(Point-per-instance localization data)
=== Begin Enclosure ===
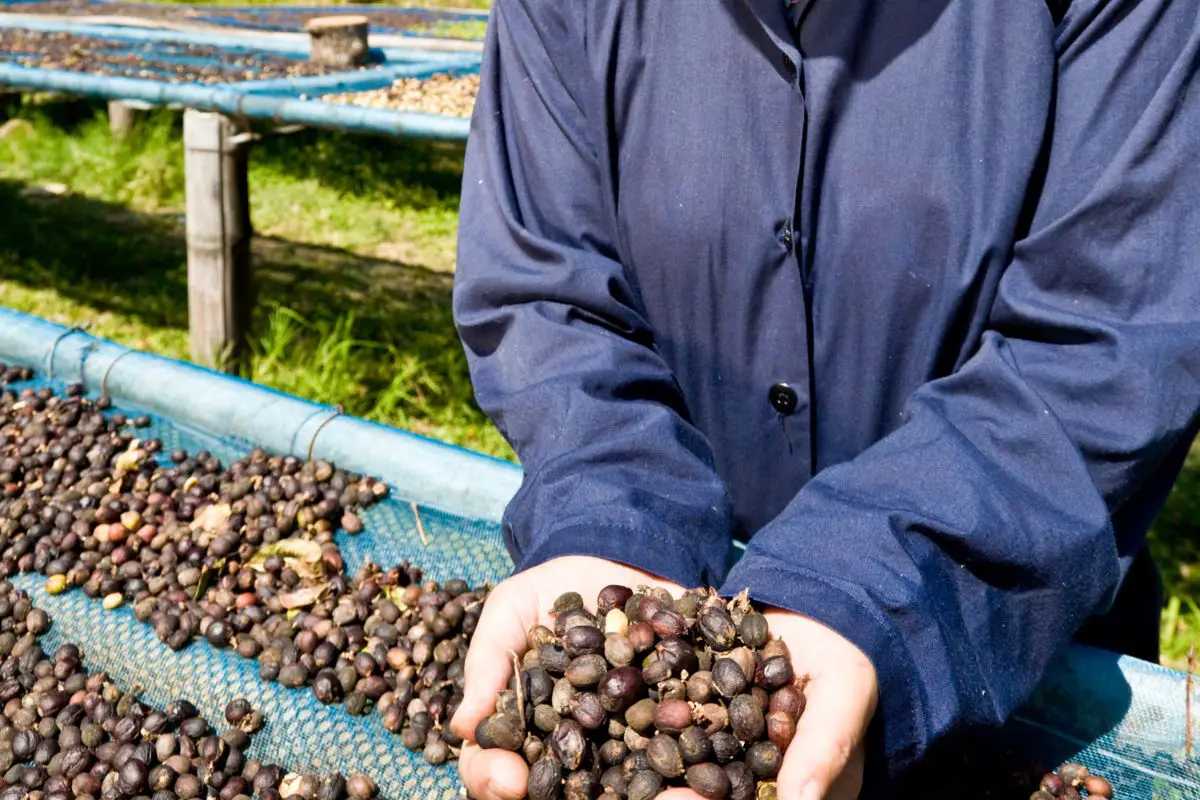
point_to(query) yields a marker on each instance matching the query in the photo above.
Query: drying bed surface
(162, 61)
(442, 94)
(403, 20)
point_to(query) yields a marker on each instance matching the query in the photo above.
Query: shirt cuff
(895, 739)
(663, 553)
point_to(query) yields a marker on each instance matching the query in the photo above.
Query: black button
(784, 398)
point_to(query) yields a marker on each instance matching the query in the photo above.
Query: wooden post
(339, 41)
(219, 233)
(121, 118)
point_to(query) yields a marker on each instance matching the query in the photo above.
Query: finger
(493, 774)
(678, 794)
(839, 708)
(489, 667)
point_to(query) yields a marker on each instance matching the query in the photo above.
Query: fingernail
(811, 792)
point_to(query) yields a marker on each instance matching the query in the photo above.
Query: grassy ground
(353, 262)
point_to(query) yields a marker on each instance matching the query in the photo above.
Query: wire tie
(103, 380)
(337, 411)
(54, 347)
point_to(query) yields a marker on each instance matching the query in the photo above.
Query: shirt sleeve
(963, 551)
(561, 354)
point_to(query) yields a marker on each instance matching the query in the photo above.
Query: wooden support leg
(339, 41)
(219, 233)
(121, 118)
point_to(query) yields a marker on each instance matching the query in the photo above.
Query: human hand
(511, 609)
(825, 761)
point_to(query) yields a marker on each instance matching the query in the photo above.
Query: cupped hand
(513, 608)
(825, 761)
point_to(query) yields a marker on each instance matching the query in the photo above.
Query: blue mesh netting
(1122, 717)
(180, 60)
(300, 732)
(391, 20)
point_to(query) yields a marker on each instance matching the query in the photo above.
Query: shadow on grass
(373, 335)
(1175, 542)
(408, 172)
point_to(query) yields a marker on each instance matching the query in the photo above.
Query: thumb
(489, 667)
(825, 759)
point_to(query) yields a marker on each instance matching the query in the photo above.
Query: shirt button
(784, 398)
(789, 66)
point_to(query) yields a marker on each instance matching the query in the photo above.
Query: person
(904, 295)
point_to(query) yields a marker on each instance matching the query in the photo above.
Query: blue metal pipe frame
(285, 101)
(441, 475)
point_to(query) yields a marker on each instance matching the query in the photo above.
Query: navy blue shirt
(906, 294)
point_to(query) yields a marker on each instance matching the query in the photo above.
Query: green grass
(353, 259)
(353, 264)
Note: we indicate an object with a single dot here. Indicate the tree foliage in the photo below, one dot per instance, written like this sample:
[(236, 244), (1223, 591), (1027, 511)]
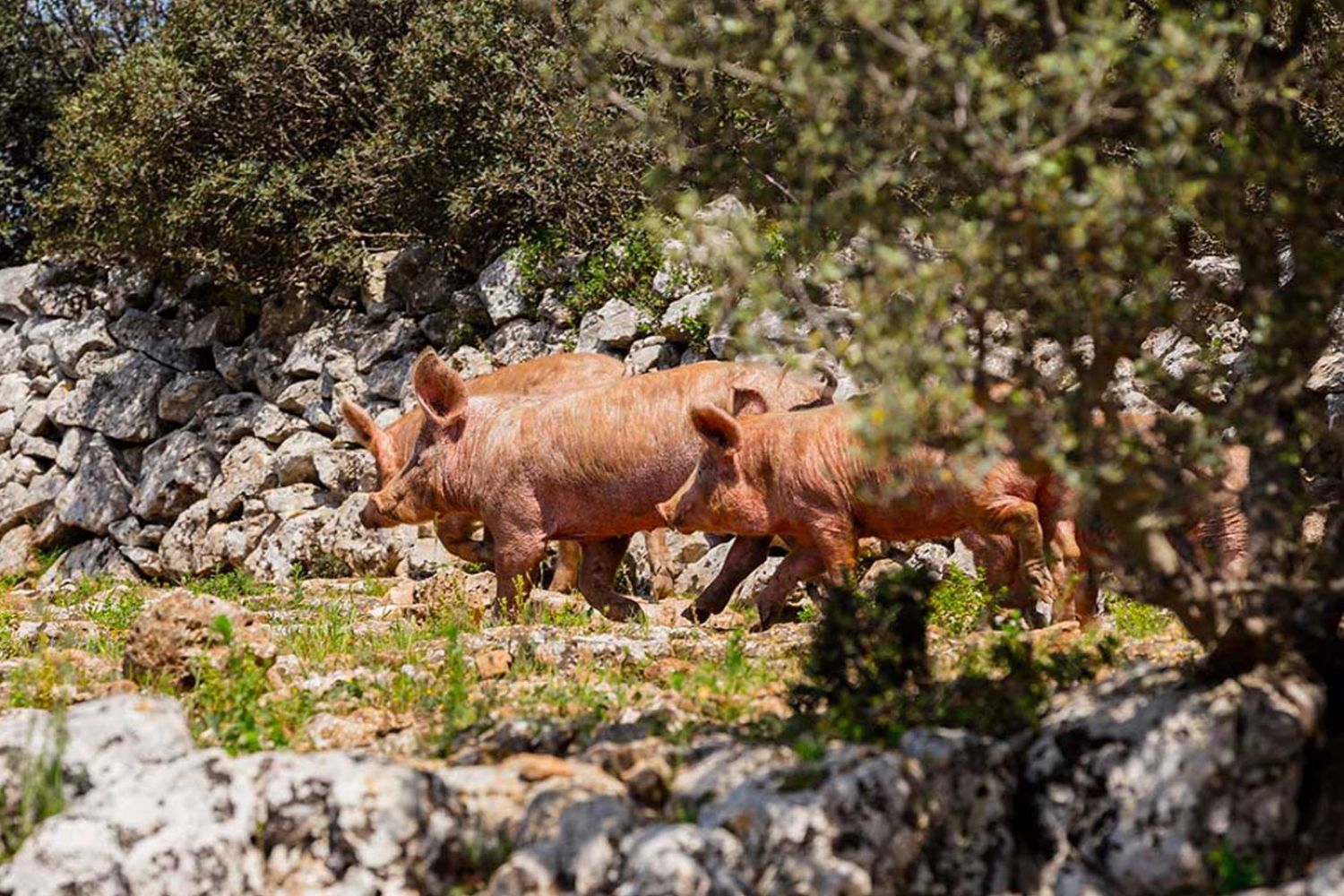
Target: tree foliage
[(47, 48), (991, 185), (277, 142)]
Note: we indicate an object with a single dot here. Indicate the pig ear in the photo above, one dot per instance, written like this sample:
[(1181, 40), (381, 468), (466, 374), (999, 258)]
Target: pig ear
[(438, 389), (747, 401), (366, 430), (717, 427)]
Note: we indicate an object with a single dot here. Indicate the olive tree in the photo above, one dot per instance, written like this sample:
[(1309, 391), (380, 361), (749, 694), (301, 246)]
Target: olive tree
[(1012, 193)]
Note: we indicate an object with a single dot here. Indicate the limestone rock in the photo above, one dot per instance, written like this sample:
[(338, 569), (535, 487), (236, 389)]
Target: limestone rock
[(1236, 747), (346, 471), (168, 634), (180, 548), (650, 354), (295, 541), (185, 394), (688, 316), (320, 823), (500, 287), (99, 495), (16, 551), (293, 460), (245, 471), (366, 551), (231, 543), (175, 473), (88, 559), (118, 398), (612, 327)]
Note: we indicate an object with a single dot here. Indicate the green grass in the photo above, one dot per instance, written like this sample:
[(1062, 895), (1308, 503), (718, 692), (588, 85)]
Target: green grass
[(118, 608), (237, 710), (228, 584), (40, 796), (960, 602), (1134, 619)]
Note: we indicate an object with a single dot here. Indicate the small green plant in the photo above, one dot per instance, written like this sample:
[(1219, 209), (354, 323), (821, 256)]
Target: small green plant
[(867, 676), (234, 707), (375, 587), (1233, 871), (228, 584), (454, 680), (118, 608), (960, 602), (1136, 619), (325, 565), (40, 796), (47, 680)]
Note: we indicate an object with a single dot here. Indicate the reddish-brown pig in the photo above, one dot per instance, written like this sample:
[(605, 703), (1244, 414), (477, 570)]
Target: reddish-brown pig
[(804, 476), (1219, 530), (589, 466), (547, 375)]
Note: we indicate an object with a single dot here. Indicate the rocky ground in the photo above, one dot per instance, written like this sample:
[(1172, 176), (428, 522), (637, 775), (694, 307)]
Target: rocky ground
[(379, 737)]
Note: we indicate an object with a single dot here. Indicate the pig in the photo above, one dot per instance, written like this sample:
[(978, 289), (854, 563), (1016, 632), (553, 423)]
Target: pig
[(1220, 530), (589, 465), (547, 375), (804, 476)]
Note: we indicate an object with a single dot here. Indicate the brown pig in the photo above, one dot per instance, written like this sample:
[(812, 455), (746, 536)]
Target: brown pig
[(1219, 530), (806, 477), (589, 465), (547, 375)]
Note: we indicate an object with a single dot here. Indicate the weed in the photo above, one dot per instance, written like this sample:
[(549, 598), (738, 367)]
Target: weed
[(960, 602), (1136, 619), (234, 707), (228, 584), (1233, 871), (47, 681), (118, 608), (40, 796)]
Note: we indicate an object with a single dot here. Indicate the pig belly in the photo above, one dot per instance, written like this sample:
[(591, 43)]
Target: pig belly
[(909, 520)]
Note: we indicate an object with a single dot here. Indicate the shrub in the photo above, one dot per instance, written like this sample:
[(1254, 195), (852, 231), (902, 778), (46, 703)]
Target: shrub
[(276, 142), (867, 676)]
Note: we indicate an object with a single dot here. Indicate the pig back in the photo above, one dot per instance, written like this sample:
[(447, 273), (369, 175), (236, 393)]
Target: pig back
[(601, 460)]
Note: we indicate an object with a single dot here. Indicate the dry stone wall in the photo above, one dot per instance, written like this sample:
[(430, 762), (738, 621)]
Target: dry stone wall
[(156, 432)]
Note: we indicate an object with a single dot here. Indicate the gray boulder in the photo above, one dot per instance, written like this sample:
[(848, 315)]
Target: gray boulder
[(99, 495), (612, 327), (118, 398), (182, 549), (293, 460), (366, 551), (688, 316), (1132, 783), (175, 473), (650, 354), (88, 559), (245, 471), (500, 287), (188, 392)]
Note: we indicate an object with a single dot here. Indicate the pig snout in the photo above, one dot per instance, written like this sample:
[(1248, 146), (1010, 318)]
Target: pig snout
[(668, 511), (371, 517)]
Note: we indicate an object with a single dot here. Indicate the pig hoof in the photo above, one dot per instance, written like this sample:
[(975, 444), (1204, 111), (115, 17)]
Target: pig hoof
[(663, 586), (621, 610), (695, 614)]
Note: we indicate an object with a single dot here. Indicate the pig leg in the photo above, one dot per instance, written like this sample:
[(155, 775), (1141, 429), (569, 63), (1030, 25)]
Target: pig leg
[(744, 556), (800, 565), (597, 573), (1021, 521), (516, 559), (656, 546), (454, 533), (566, 567)]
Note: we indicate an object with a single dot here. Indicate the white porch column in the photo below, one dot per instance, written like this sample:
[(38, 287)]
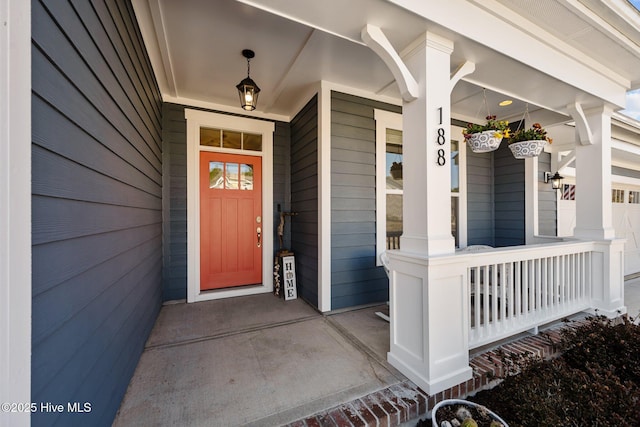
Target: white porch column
[(429, 318), (594, 216), (426, 220), (593, 177)]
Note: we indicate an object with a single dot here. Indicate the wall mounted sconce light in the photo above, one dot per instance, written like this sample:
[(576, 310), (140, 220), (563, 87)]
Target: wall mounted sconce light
[(248, 90), (556, 180)]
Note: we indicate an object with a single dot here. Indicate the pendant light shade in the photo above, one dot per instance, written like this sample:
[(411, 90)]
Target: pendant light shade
[(556, 180), (248, 90)]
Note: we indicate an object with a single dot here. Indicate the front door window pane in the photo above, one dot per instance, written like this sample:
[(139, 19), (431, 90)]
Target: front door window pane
[(216, 175), (246, 177), (252, 142), (231, 179), (210, 137), (231, 139)]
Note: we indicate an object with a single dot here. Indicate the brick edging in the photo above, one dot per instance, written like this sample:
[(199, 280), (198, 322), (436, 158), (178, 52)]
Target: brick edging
[(405, 401)]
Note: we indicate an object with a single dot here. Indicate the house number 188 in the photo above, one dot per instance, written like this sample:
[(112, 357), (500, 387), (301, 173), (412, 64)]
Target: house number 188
[(442, 160)]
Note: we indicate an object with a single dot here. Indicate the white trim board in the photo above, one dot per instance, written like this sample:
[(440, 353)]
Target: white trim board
[(15, 209), (195, 120)]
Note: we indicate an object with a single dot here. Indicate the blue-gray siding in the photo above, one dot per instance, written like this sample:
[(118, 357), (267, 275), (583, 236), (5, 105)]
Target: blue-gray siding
[(509, 197), (174, 140), (97, 218), (304, 199), (355, 279), (480, 204), (547, 209)]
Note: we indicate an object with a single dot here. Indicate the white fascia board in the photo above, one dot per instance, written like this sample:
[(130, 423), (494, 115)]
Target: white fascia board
[(502, 31)]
=== End Enclosure ===
• _PROBLEM REQUIREMENTS_: Identify each line in the records above that contains the word "below", and copy it out in full.

• _ANSWER BOX_:
Note: we indicate an object with a single dot here. Indicate the tree foliage in the photo below, one dot per instance, written like this sample:
Note: we indicate an object with a single dot here. Indicate the white porch column in the photo below, one dot per instance, written like this sample:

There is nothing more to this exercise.